指示 1:
記録のうち、文字列「front」を含む行がいくつあるか数え、その数だけを答えよ。大文字と小文字は区別する。

読解文:
また、教育機関としての大学の役割上も、セキュリティ
への意識が欠如した人間を輩出することは避けなければならない。
セキュリティに関する対策を行なうことは、組織内部の防衛だけでなく、インターネット
全体に対する責任でもある。
悪意を持ったネットワーク経由の攻撃を受けるパターンを二種類に大別してみる。
- 意図外のアクセスを受け、
システムでのサービスの停止を余儀なくされる。
あるいは意図外の情報が流出したり、データを改竄されたりする。
- 意図外の侵入者にシステム自体を利用される
被害ホストのユーザにとってより問題なのは、
日常的な利用に障害が発生する前者(a)である。
しかし、インターネット上の他のホスト(のユーザ)にとってより問題であるのは
後者(b)である。
不正侵入に成功した者は、そのホストを踏み台として他のホストに対する
攻撃を行なうことが確実であるからである。
本稿では、YINS に関わるセキュリティ関連の事例や対応、課題を紹介するが、
問題の性質上、対策が不完全な部分の情報を提供してしまうことがないように、
具体的な記述を避ける部分があることを事前にお断りしておく。
山梨大学内のコンピュータ群は、
各家庭の多くの PC や企業内のコンピュータ群よりも外部からの攻撃を受けやすい
特徴を有している。
2.1 環境上の特徴
- ほとんどのコンピュータが常時接続可能なネットワーク上にある。
- 24 時間運転を行なっているコンピュータ、特に UNIX 系 OS の運用例が多い。
- ファイアウォールを介さずにインターネットと通信できるコンピュータが多い。
メイル、ネットニュース、WEB といった現在の代表的サービスのみを利用する
コンピュータ群に関してはファイアウォールを設置することが必要となってきている。
しかし、研究機関としての実験的利用の要求があり、
全学的なゲートウェイでは通信制限を行なうことはできない状況にある。
さらに、度重なる改組再編により、
同一の階に複数の学部学科に所属する教職員の居室が存在するなど、
物理的なネットワークトポロジーと学内組織との対応づけが不可能な部分が存在し、
トップダウン型のアクセス制限が困難になっている。
先進的な研究室が自前の LAN に対しゲートを設置するなど、
現状ではユーザ側での対応が主流である。
2.2 運用上の特徴
- 導入時に在学した学生・大学院生に管理が任されることが多く、
データの継承の不完全さから、次年度以降のソフトウェアや設定の更新が難しい
サーバホストが存在する。
- 地方に存在する大学であることから、攻撃に対する意識が低い部局が存在する。
- 記憶領域を利用記録の長期保存に割り当てる余力がなく、不正利用の検知が
難しい場合がある。
残念なことに、各種サービスを提供するソフトウェアにはセキュリティホールが
後に発見されることを前提に利用していかなければならない。
ソフトウェアの更新に消極的な部局に存在するコンピュータは、「踏み台」として
不正利用の中継基地にされることがある。
また、物理的な侵入の場合と異り、ネットワーク的な侵入の場合には全世界のどこを
目標とする場合でもほぼ同等のコストでしかない。
侵入者の意識する距離は各組織のセキュリティのレベルに対応するものであり、
侵入者と山梨との物理的な距離ではないという意識を浸透させる必要がある。

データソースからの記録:

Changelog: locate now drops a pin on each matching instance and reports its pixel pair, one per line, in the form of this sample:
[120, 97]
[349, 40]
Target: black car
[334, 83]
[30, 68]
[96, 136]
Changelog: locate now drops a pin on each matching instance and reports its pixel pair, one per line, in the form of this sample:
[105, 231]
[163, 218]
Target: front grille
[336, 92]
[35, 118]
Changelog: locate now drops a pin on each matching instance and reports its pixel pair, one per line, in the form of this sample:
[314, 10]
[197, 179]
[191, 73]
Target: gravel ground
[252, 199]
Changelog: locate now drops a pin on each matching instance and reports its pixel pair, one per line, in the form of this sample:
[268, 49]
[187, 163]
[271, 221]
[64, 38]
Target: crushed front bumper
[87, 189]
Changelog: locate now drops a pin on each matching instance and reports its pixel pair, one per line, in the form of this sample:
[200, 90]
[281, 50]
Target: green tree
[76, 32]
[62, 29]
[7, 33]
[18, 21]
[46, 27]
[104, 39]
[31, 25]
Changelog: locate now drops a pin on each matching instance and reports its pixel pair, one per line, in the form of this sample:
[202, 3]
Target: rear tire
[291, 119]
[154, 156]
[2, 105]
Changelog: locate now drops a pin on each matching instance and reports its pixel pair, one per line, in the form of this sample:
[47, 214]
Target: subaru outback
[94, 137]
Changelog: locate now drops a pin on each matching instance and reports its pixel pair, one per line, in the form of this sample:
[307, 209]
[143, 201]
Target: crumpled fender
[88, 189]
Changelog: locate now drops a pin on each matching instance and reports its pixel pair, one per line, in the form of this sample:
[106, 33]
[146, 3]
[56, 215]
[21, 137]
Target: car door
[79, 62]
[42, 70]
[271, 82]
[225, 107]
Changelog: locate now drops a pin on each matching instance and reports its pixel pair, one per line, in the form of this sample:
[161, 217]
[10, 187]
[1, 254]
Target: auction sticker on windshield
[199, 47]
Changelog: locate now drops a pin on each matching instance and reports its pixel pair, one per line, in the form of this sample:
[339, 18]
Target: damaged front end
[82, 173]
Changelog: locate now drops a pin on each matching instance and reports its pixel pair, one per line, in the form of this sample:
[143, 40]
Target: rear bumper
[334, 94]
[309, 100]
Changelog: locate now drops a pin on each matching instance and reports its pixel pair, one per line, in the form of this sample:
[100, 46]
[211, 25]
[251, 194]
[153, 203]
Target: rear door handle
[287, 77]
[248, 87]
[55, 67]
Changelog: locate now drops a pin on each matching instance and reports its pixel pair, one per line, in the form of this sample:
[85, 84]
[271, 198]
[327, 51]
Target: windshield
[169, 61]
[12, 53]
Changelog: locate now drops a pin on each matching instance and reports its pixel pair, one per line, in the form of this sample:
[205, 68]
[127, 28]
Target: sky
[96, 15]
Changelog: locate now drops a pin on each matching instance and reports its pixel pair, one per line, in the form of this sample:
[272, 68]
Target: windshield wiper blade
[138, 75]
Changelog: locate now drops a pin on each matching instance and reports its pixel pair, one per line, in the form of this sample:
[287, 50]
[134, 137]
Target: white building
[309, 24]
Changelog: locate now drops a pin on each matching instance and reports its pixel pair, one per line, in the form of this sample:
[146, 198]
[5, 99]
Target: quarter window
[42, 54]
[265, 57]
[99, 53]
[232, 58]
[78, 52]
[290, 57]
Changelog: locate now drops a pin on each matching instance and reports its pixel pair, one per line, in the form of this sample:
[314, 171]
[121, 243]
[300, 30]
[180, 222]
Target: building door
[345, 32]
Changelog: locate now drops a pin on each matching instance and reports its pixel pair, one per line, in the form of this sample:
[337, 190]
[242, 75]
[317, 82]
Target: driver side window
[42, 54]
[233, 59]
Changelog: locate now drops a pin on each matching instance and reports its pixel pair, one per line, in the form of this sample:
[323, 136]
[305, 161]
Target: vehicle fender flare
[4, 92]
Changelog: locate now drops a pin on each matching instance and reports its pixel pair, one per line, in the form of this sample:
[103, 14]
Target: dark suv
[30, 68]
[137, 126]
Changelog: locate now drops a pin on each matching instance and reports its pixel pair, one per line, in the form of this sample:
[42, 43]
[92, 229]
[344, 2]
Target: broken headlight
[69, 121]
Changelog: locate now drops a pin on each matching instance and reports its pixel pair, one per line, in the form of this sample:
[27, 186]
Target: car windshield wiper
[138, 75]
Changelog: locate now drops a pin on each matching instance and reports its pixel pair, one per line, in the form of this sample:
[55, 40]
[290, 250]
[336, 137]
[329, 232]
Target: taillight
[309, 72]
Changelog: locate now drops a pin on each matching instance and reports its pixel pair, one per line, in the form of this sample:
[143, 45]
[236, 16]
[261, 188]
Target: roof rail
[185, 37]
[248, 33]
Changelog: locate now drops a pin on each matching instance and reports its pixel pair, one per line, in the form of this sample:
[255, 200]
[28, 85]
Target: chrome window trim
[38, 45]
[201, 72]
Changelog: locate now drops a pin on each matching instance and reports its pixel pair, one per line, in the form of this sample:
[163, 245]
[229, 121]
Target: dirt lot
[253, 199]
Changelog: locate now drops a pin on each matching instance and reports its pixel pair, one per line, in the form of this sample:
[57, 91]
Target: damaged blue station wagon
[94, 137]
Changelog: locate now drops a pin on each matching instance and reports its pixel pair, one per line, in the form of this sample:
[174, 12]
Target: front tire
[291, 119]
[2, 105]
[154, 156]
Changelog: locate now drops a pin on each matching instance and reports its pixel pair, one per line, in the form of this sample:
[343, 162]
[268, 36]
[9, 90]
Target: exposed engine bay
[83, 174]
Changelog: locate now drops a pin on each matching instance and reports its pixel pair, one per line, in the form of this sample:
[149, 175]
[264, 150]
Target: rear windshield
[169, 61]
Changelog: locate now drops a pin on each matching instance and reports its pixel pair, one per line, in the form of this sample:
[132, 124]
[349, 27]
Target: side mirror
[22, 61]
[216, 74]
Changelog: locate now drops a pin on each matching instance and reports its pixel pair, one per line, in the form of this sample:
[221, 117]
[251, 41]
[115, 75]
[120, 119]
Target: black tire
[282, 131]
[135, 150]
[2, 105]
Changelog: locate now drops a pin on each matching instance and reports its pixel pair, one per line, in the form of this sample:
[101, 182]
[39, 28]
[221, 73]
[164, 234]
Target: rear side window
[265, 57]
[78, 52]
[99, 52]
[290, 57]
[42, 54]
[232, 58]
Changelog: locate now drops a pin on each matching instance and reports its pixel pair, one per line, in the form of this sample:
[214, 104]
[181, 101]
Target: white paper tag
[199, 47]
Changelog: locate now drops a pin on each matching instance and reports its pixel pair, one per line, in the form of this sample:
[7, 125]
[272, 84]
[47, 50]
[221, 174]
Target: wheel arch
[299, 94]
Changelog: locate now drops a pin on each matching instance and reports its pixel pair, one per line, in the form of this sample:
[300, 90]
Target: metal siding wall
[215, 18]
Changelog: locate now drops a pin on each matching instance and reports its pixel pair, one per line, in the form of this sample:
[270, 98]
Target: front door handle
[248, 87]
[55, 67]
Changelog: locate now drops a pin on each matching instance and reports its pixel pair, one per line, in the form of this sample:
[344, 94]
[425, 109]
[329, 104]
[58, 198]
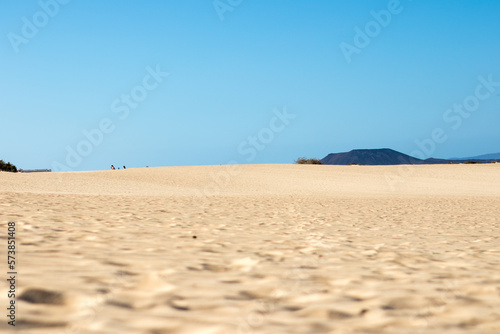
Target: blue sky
[67, 68]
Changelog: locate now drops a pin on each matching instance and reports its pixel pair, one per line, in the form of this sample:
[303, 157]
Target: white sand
[278, 249]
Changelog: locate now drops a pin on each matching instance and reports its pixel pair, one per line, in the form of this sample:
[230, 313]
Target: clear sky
[86, 84]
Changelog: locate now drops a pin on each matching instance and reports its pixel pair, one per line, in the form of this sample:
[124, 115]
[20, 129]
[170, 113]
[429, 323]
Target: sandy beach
[255, 249]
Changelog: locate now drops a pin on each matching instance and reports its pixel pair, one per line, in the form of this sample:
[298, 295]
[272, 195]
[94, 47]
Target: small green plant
[7, 167]
[305, 161]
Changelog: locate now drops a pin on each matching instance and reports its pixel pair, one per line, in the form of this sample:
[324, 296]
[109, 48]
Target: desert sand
[255, 249]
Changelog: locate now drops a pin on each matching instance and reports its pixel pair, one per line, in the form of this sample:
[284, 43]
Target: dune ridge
[257, 249]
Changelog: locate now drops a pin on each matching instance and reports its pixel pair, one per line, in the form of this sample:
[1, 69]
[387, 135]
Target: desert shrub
[7, 167]
[305, 161]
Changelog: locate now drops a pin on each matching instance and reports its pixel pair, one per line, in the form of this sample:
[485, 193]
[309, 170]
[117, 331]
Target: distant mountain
[386, 156]
[492, 156]
[383, 156]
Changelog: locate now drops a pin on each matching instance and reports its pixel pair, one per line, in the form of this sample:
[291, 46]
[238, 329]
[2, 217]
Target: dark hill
[384, 156]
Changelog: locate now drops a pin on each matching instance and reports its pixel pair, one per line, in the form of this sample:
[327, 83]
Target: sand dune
[257, 249]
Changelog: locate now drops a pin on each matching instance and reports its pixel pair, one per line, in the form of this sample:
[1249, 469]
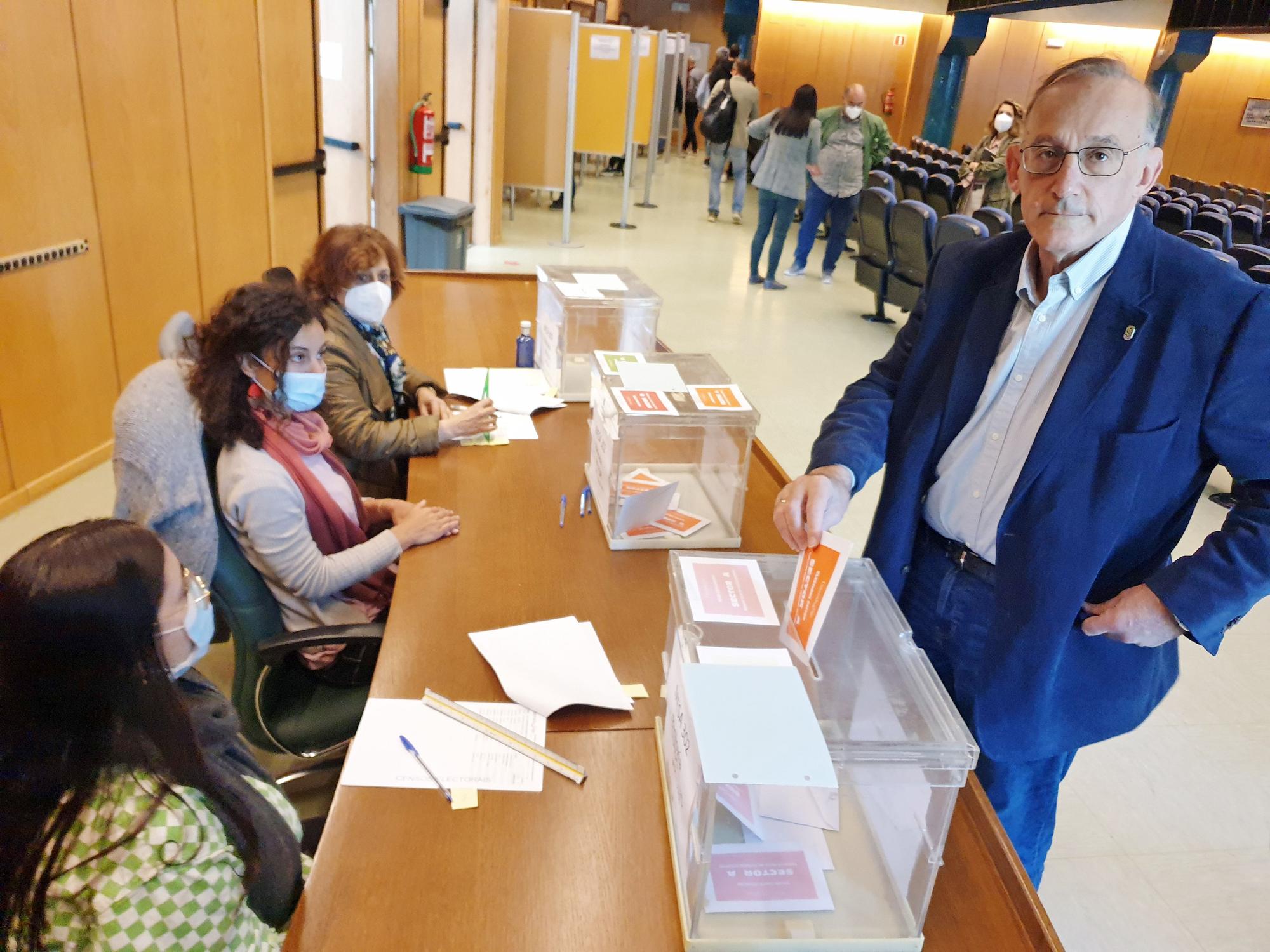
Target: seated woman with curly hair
[324, 550]
[355, 275]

指示 2:
大学のネットワークセキュリティに関する文章で、現在の代表的サービスとして挙げられているものをすべて書き出せ。

解答全文 1:
5

解答全文 2:
メイル、ネットニュース、WEB